> **OBJECTIVE**: Reproduce the material below verbatim, leaving out the pictures.

__________________________________________________

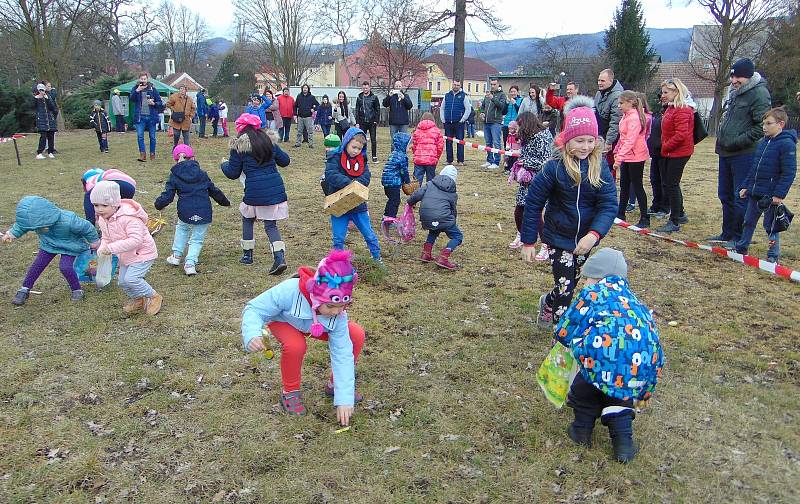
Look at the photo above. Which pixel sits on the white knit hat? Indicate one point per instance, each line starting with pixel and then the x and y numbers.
pixel 106 192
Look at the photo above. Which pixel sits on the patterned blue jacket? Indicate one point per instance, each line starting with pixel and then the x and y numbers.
pixel 614 338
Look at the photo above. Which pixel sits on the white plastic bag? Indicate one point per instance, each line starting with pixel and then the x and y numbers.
pixel 104 267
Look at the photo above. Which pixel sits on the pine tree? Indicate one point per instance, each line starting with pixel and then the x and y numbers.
pixel 627 46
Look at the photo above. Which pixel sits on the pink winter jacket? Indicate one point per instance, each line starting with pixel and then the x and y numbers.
pixel 125 234
pixel 632 144
pixel 427 143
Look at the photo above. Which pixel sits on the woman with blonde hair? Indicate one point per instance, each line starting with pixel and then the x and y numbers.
pixel 677 146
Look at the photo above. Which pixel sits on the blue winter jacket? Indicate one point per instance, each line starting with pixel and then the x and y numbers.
pixel 263 183
pixel 193 187
pixel 395 171
pixel 335 176
pixel 570 211
pixel 614 338
pixel 774 166
pixel 60 231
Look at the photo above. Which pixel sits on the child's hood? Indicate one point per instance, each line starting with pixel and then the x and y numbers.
pixel 189 171
pixel 34 212
pixel 400 141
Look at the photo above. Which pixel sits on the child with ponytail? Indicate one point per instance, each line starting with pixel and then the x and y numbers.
pixel 580 200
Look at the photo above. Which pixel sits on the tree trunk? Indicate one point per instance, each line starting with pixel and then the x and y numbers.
pixel 458 40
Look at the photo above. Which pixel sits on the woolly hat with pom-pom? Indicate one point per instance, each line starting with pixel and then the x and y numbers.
pixel 333 282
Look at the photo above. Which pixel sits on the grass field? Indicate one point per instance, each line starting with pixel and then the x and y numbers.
pixel 99 407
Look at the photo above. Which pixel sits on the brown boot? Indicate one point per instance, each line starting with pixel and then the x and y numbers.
pixel 152 305
pixel 133 305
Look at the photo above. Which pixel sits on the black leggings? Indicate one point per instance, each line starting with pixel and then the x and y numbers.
pixel 671 173
pixel 632 174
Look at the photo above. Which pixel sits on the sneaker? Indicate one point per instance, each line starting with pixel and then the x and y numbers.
pixel 544 253
pixel 329 392
pixel 545 316
pixel 292 403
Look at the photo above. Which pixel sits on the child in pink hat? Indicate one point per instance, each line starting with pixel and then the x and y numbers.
pixel 579 197
pixel 312 303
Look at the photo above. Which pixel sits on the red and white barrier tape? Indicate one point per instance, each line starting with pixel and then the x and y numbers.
pixel 473 145
pixel 755 262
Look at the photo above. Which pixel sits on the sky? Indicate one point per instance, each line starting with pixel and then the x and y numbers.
pixel 549 17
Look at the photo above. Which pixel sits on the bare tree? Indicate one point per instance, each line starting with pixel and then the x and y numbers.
pixel 740 30
pixel 283 33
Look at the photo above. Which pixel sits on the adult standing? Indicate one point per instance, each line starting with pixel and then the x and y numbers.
pixel 202 112
pixel 341 114
pixel 454 113
pixel 743 110
pixel 398 104
pixel 286 113
pixel 46 112
pixel 677 146
pixel 146 104
pixel 494 102
pixel 606 109
pixel 180 120
pixel 305 105
pixel 368 112
pixel 119 112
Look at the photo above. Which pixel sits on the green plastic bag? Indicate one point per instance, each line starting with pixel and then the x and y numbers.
pixel 556 373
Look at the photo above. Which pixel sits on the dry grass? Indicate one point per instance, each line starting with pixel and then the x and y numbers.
pixel 169 409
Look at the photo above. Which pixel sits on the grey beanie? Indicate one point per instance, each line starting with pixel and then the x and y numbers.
pixel 604 263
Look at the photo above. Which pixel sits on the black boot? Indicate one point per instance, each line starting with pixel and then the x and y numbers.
pixel 620 427
pixel 278 256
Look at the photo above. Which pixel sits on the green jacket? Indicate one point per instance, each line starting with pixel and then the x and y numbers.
pixel 493 108
pixel 60 231
pixel 743 110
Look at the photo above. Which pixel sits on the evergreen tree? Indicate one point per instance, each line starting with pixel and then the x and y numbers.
pixel 627 45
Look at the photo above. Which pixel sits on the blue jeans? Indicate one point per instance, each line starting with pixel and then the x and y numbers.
pixel 361 220
pixel 455 130
pixel 146 123
pixel 455 235
pixel 732 172
pixel 194 234
pixel 422 171
pixel 493 134
pixel 751 216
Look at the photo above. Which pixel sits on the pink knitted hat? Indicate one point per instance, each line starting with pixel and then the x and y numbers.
pixel 580 119
pixel 333 282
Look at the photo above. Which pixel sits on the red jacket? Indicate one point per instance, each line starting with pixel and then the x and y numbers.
pixel 427 143
pixel 286 106
pixel 677 132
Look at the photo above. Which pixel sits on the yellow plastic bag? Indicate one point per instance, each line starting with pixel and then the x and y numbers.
pixel 556 373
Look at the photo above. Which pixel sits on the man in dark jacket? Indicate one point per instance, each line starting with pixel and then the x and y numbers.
pixel 744 108
pixel 398 104
pixel 368 112
pixel 456 109
pixel 438 215
pixel 304 107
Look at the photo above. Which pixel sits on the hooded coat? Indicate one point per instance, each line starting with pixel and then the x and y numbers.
pixel 743 111
pixel 60 231
pixel 263 183
pixel 395 171
pixel 193 187
pixel 439 200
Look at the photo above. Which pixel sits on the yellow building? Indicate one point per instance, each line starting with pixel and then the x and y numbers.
pixel 440 76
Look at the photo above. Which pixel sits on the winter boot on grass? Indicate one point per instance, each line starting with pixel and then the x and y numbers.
pixel 247 251
pixel 278 256
pixel 427 255
pixel 444 260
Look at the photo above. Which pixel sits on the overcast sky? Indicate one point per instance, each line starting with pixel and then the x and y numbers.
pixel 549 17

__________________________________________________

> **SOLUTION BELOW**:
Look at the photo above. Which pixel sits on the white knit hat? Indicate one point per instance, each line starting with pixel and then the x and y numbers.
pixel 106 192
Look at the photo above. Which pixel sits on the patterned blue jacket? Indicate one point per instance, each line starting with pixel and then the x and y numbers.
pixel 614 338
Look at the photo above. Which pixel sits on the white plastic bag? Indicate one point per instance, each line starting with pixel and then the x and y numbers.
pixel 104 267
Look at the photo above. Which pixel sits on the pine tree? Indicate one point per instance, each line starting with pixel and then the x and y numbers.
pixel 627 46
Look at the photo above. Which pixel sits on the pink winter jacket? Indicate one point per instance, each line starting with pixel and then the x and y numbers.
pixel 125 234
pixel 632 144
pixel 427 143
Look at the photo above. Which pixel sits on the woman with blonde hair? Indicate one point per instance, each line starting with pixel and then the x and y numbers.
pixel 677 146
Look at the photo above. Which pixel sits on the blue winter jacket? Indicate one point per instance, each line starting with pixel and then the x and y numbers.
pixel 263 183
pixel 193 187
pixel 395 171
pixel 335 176
pixel 570 211
pixel 614 338
pixel 774 166
pixel 60 231
Look at the photo above. Which pixel sits on the child's hood? Indicate one point per instance, each line starting with pixel and then the x and y numbers.
pixel 189 171
pixel 34 212
pixel 400 141
Look at the photo above. Which pixel sits on the child with ponytail? Indicate one point per instance, each line starting with pixel and then the x and y numbers.
pixel 580 200
Look at the photo above. Which pixel sits on the tree trunk? Indicate one point per instance, each line starting with pixel and then the x and y numbers.
pixel 458 40
Look at the photo above. Which pixel sits on the woolly hat with pom-pom? Indicate one point per instance, each line starting with pixel and then the x and y numbers.
pixel 333 282
Look at the photo above. Which pixel sits on the grass field? Indicate one point per instance, each line starting with pixel and then the x and y numbers.
pixel 99 407
Look at the photo above. Which pixel sits on the brown boot? Indicate one point per instance, each line starting with pixel and then the x and y numbers.
pixel 152 305
pixel 133 305
Look at the photo above. Which pixel sits on the black leggings? Indicate one point per instance, each line starting with pixel and then the x and y numbers.
pixel 671 173
pixel 632 174
Look at the photo above. Which pixel sits on the sneaker? Indicate one point per instance, each line starting with pixel and then the x and y numbers.
pixel 544 253
pixel 329 392
pixel 545 316
pixel 292 403
Look at the photo above. Which pixel sits on the child in pink hat? Indicate one point per instance, each line starting with pixel and then the x and y numbers.
pixel 579 197
pixel 312 303
Look at the photo above. Which pixel sits on the red and white barrier tape? Indicate one point per instance, each line starting with pixel and then the x and y numbers.
pixel 473 145
pixel 755 262
Look at the photo above. Which pixel sits on the sky? Indicate one point per instance, each line starting with pixel and then the x and y numbers.
pixel 549 17
Look at the photo above. Which pixel sits on the bare tree? Indicate one point per instance, each line starting with pixel and then the x and y numbers.
pixel 740 30
pixel 283 33
Look at the photo above. Which pixel sits on the adult standing? Indicate one point per instance, each line starting with pixel and then the x and y numbers.
pixel 202 112
pixel 341 114
pixel 454 113
pixel 743 110
pixel 398 104
pixel 286 113
pixel 46 112
pixel 677 146
pixel 146 104
pixel 494 102
pixel 606 109
pixel 180 120
pixel 305 105
pixel 368 112
pixel 119 112
Look at the photo above. Which pixel sits on the green plastic bag? Indicate one point per instance, each line starting with pixel and then the x and y numbers.
pixel 556 373
Look at the photo above. Which pixel sits on the dry grass? Indicate one point per instance, each line starting with pixel and then the x and y numbers.
pixel 169 409
Look at the photo above. Which pixel sits on the grey beanie? Indicate one point per instance, each line starting with pixel and then the x and y numbers.
pixel 604 263
Look at the photo above. Which pixel sits on the black boot? Indicate one point per instance, each line starting with pixel and then the x and y numbers.
pixel 620 427
pixel 278 256
Look at the photo above. Which pixel sits on the green jacket? Indicate one point per instance, each line starting with pixel and then the x and y numbers.
pixel 493 108
pixel 60 231
pixel 743 110
Look at the photo above. Which pixel sits on the evergreen tree? Indicate one point per instance, each line starting with pixel and then the x and y numbers.
pixel 627 45
Look at the photo above. Which pixel sits on the blue jeans? Indicate one point per instance, each line starting with pixel and then the x and y numbers.
pixel 361 220
pixel 455 130
pixel 146 123
pixel 455 235
pixel 732 172
pixel 194 234
pixel 422 171
pixel 493 134
pixel 751 216
Look at the photo above. Which pixel sits on the pink knitted hat? Indicate one point per instance, each line starting with pixel and then the x and y numbers.
pixel 580 119
pixel 333 282
Look at the photo above. Which pixel sits on the red jacket? Indicate one point per instance, each line starting with pixel and then the x and y numbers.
pixel 427 143
pixel 286 106
pixel 677 132
Look at the photo above. Which pixel sits on the yellow plastic bag? Indicate one point per instance, each line starting with pixel and then the x and y numbers.
pixel 556 373
Look at the photo above. Which pixel sits on the man in dark jacket? Indicate one point per instance, each line starting with pixel and then the x and y numbers.
pixel 744 108
pixel 398 104
pixel 368 112
pixel 456 109
pixel 438 215
pixel 304 107
Look at the photo above. Which pixel sits on the hooded coat? Indicate one point per instance, each line starting with pixel and then the x and y numbers.
pixel 743 111
pixel 60 231
pixel 263 183
pixel 395 171
pixel 193 187
pixel 439 200
Look at the photo above. Which pixel sits on the yellow building? Indicate one point per instance, each line starting with pixel and then the x and y numbers.
pixel 440 76
Look at the photo above. Which pixel sits on the winter boot on grass? Indicate one point per instance, each line starting with pixel and then the x and y numbers.
pixel 247 251
pixel 278 256
pixel 427 255
pixel 444 260
Look at the photo above. Which pixel sits on the overcast sky? Indicate one point per instance, each line starting with pixel and then the x and y numbers.
pixel 549 17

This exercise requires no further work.